Data listing:
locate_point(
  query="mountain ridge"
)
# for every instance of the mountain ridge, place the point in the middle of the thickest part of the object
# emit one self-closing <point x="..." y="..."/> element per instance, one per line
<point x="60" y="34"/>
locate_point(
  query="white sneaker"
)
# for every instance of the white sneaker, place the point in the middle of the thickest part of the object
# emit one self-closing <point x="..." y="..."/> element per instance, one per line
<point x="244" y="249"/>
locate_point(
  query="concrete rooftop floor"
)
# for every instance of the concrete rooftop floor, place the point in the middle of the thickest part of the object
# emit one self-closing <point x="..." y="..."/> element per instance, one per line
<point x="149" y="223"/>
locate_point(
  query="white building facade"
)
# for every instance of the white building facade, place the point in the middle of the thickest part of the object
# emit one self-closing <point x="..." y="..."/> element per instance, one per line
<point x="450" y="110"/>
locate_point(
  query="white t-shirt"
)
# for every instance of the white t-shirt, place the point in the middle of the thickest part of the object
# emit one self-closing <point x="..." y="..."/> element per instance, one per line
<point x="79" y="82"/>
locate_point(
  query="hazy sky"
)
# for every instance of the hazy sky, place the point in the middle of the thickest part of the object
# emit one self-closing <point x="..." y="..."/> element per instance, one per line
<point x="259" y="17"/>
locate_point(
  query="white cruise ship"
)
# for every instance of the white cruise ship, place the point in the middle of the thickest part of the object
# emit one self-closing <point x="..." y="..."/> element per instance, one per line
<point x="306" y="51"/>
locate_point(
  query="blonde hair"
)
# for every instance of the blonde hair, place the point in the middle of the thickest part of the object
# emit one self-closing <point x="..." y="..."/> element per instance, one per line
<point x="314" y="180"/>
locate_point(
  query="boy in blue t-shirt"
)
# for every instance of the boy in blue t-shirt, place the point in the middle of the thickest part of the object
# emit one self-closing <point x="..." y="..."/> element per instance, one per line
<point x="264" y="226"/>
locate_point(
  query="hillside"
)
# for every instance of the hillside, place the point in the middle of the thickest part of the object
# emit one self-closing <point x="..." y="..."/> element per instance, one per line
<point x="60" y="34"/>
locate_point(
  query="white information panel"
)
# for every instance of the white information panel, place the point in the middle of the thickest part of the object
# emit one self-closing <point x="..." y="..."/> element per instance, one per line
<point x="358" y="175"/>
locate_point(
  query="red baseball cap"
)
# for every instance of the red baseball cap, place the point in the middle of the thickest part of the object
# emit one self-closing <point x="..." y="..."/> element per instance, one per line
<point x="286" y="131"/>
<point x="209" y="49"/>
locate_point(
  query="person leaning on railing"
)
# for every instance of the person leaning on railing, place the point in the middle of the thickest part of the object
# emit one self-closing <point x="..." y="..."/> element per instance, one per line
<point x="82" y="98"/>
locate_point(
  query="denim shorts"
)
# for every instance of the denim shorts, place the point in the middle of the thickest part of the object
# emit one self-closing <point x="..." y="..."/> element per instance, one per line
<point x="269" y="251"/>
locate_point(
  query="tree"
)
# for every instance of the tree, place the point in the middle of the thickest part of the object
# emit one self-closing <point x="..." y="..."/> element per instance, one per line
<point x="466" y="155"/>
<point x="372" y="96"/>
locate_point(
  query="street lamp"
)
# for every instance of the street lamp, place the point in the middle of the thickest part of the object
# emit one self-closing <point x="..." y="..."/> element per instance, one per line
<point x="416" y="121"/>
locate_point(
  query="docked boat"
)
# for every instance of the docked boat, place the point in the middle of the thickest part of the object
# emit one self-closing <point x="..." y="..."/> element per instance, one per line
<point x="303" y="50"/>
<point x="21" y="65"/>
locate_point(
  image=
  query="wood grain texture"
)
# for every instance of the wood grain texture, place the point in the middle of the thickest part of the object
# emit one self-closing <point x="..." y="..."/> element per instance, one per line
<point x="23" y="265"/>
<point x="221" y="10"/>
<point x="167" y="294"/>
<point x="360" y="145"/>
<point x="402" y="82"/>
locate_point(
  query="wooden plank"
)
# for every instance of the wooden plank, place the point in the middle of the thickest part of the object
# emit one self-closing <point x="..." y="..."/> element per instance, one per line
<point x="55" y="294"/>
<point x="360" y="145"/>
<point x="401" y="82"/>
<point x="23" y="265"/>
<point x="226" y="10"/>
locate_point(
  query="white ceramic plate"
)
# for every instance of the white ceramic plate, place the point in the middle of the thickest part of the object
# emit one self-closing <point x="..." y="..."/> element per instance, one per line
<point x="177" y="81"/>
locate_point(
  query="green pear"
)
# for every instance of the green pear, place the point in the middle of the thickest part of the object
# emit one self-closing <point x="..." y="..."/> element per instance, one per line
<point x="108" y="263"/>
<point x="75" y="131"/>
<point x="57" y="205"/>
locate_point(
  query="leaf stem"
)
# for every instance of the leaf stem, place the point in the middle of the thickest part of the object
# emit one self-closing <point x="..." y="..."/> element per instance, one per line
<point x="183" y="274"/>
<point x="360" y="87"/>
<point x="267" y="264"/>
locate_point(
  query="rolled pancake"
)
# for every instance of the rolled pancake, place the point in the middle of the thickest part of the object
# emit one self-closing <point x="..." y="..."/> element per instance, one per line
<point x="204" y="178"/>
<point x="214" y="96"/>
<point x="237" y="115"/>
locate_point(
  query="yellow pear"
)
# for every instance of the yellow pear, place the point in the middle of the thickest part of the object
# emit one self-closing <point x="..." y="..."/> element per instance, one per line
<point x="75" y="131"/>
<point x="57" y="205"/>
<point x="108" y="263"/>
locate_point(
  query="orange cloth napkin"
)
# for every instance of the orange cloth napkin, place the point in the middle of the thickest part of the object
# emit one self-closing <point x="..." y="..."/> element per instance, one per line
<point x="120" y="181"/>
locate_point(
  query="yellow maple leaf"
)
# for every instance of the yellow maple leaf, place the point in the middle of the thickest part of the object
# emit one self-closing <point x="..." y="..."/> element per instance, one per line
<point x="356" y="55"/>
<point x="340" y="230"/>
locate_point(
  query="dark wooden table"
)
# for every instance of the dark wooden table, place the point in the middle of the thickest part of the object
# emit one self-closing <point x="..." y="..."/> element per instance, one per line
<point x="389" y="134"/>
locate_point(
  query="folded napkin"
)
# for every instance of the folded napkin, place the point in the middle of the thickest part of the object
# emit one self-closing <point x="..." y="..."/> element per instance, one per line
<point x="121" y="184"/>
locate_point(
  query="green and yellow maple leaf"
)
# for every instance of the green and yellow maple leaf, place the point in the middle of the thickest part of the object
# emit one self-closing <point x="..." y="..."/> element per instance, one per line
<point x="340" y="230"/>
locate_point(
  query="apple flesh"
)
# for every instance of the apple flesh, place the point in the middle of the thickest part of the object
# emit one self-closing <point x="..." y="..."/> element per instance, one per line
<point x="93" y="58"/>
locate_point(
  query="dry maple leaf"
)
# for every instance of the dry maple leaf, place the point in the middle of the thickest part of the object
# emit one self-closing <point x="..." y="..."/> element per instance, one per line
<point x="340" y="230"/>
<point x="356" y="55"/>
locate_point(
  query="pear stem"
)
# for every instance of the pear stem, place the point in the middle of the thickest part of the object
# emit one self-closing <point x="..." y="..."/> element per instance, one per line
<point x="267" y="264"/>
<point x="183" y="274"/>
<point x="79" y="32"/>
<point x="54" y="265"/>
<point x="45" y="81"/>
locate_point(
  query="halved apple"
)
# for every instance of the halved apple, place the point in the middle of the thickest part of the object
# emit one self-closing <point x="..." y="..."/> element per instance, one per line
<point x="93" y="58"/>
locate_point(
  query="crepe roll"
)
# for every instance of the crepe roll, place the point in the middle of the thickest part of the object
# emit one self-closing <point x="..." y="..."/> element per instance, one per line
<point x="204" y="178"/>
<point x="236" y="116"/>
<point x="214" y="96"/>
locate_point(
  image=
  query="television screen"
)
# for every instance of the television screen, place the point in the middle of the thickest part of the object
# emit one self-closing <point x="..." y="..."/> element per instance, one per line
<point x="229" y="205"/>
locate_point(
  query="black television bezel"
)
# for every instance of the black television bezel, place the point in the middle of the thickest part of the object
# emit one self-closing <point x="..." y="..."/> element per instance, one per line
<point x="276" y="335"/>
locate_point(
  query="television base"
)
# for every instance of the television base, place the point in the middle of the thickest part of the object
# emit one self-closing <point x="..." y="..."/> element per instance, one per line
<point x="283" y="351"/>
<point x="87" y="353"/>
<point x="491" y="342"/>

• [To be done]
Gather every line in the records above that contains the word "flesh", treating uppercase and lowercase letters as different.

• [Solution to this exercise]
  query="apple flesh"
# for every instance of the apple flesh, place the point in the middle of the thickest part of the object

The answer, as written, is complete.